- _Directive_
Please recast the rows below, from the start through the line containing "[109,217,302,295]", inclusive, as a two-column CSV with the headers input and output. Give one CSV line per row, pairing its text with its answer, with each field quoted and any line breaks turned into spaces.

- _Data for this task_
------------------------------------------------------------------------
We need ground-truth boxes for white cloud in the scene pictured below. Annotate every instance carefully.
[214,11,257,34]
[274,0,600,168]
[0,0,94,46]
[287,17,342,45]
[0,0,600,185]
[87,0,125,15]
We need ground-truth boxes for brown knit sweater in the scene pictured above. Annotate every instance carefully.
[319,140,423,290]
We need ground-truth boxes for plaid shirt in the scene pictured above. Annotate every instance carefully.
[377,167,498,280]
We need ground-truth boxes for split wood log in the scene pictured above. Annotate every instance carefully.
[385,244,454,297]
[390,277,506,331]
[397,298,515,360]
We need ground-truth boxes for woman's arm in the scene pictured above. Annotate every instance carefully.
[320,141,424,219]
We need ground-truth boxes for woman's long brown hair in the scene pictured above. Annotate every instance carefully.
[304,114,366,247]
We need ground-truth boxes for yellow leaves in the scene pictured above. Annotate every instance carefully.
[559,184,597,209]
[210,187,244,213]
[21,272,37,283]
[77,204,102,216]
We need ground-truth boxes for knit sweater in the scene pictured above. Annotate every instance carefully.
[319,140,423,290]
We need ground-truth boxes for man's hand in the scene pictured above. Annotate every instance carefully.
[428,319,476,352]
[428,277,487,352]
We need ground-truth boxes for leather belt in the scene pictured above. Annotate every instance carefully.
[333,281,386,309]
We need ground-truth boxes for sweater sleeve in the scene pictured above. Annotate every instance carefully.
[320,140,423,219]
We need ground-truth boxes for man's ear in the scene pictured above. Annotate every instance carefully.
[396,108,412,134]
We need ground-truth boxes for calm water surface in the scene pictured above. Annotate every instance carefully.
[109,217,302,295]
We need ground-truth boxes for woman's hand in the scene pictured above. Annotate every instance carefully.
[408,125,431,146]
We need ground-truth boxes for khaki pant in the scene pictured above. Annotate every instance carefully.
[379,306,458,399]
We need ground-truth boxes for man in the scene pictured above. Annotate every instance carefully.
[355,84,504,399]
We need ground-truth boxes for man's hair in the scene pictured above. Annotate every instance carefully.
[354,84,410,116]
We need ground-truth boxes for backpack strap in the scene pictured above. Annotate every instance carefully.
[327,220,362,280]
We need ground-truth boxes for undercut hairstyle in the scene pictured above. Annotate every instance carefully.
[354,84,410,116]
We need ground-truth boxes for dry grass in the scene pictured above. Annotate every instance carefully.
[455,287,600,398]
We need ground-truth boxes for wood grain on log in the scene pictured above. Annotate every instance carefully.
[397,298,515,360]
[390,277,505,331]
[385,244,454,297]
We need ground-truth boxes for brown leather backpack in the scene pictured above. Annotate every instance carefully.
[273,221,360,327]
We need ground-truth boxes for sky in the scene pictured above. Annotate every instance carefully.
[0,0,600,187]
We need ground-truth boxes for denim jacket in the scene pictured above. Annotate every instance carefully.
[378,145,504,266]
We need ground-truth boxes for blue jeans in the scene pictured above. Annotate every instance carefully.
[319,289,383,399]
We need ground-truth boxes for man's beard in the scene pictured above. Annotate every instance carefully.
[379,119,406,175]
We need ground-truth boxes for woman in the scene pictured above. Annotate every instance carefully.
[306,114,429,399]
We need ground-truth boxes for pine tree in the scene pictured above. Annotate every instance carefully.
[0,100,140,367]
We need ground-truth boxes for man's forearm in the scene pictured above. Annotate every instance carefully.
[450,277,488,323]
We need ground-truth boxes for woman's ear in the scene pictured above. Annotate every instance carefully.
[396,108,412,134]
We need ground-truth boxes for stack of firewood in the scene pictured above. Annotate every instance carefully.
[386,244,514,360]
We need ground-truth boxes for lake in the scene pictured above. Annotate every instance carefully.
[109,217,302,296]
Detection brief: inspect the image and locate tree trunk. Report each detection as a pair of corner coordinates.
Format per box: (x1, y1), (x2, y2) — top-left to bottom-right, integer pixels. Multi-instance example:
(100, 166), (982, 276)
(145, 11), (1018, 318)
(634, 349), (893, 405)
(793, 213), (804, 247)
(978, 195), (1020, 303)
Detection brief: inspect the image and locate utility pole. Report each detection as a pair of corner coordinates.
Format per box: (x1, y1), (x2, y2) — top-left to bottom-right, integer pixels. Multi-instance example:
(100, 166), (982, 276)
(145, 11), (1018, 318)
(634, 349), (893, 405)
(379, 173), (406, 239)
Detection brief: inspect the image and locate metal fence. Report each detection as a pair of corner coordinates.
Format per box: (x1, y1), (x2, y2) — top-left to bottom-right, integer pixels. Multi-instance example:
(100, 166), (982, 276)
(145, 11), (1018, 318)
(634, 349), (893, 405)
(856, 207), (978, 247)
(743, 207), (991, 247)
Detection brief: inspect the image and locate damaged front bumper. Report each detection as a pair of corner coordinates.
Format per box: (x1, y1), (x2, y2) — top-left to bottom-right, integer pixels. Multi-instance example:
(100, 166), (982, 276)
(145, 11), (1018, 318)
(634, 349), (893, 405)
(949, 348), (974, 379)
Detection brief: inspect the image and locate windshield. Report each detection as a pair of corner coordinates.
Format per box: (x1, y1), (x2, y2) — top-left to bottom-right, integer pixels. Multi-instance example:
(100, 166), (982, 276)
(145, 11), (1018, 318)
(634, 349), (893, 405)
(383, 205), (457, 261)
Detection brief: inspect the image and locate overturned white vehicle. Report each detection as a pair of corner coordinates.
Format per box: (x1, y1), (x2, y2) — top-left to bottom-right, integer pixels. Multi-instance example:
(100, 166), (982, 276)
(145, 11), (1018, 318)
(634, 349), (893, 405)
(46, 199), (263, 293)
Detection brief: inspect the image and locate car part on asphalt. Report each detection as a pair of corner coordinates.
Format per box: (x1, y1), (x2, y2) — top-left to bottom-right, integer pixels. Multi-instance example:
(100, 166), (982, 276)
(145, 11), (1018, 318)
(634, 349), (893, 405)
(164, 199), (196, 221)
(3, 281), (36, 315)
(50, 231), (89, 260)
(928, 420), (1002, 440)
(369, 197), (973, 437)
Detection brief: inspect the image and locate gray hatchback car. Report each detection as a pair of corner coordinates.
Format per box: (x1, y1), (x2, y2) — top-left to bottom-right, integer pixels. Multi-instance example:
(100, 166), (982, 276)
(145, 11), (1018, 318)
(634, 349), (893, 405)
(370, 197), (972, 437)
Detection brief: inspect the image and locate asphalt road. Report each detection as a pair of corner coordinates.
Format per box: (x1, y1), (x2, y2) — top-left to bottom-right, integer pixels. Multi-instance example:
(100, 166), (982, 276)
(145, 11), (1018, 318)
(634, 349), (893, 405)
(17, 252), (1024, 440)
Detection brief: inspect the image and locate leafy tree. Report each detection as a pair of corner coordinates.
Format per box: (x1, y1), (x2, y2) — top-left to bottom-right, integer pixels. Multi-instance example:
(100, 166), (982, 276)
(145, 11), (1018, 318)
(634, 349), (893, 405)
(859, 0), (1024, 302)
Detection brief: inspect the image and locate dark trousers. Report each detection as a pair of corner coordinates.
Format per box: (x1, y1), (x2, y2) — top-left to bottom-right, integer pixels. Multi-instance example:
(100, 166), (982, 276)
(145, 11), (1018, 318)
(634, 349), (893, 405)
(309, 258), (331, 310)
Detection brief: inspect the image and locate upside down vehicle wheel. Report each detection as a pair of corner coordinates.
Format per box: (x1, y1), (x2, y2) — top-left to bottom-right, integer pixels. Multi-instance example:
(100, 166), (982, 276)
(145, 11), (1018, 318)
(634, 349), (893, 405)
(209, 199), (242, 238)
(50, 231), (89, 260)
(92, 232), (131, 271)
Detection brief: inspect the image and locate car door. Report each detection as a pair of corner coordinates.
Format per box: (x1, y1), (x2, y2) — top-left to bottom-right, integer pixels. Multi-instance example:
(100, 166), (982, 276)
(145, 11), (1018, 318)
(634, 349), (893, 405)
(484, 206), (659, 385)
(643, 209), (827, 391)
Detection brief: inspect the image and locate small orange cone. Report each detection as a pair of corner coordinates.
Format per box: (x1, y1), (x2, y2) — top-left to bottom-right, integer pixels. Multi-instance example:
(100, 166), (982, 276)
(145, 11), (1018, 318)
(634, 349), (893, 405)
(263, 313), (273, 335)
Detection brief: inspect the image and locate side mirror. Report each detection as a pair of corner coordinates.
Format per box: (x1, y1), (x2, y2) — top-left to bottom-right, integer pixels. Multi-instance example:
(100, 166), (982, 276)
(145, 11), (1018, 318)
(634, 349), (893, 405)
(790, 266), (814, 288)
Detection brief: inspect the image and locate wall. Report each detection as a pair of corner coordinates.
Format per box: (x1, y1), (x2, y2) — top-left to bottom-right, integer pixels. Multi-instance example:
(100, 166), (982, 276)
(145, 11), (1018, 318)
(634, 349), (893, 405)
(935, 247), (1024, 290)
------------------------------------------------------------------------
- _Result of the exercise_
input,output
"We need ground-truth boxes for white cloud in the scene pictured below. Annotate every instance carefully.","[214,11,257,34] [274,0,600,168] [0,0,94,46] [287,17,342,45] [0,0,600,185] [87,0,125,15]"
"We need ground-truth boxes for brown knit sweater in the scene pictured above. Annotate every instance carefully.","[319,140,423,290]"
"We need ground-truth boxes for plaid shirt in the scene pictured above. Annotate every instance carefully.","[377,167,498,280]"
"We need ground-truth boxes for split wood log in the scene pictured above. Annotate every instance carefully.","[385,244,454,297] [390,277,506,331] [397,298,515,360]"
"We need ground-truth boxes for woman's arm in the scene pictured above. Annotate every instance carefully.","[320,141,424,219]"
"We need ground-truth boxes for woman's long brown hair in the scene pictured above. Annotate every instance carefully.","[304,114,366,247]"
"We need ground-truth boxes for yellow leaves in the scene pictured above. Annotate every instance carefully.","[559,184,597,209] [210,187,244,213] [21,272,37,283] [77,204,102,216]"
"We need ground-truth boxes for knit sweater in the scene pictured above. Annotate every instance carefully.","[319,140,423,290]"
"We need ground-truth boxes for man's hand in the scene pictured above. Annotate every instance carefully.","[428,319,476,352] [428,277,487,352]"
"We need ground-truth boxes for leather belt in the scene pictured above. Annotate every instance carefully.","[333,281,386,309]"
"We need ground-truth boxes for sweater sleeve in the scene pictured above. Annotate every instance carefully.","[320,140,423,219]"
"We need ground-truth boxes for man's ear in the scene pictured above. Annotate every instance carefully.","[396,108,412,134]"
"We need ground-truth boxes for calm water surface in the scene pictured above. Annotate every instance carefully.","[109,217,302,295]"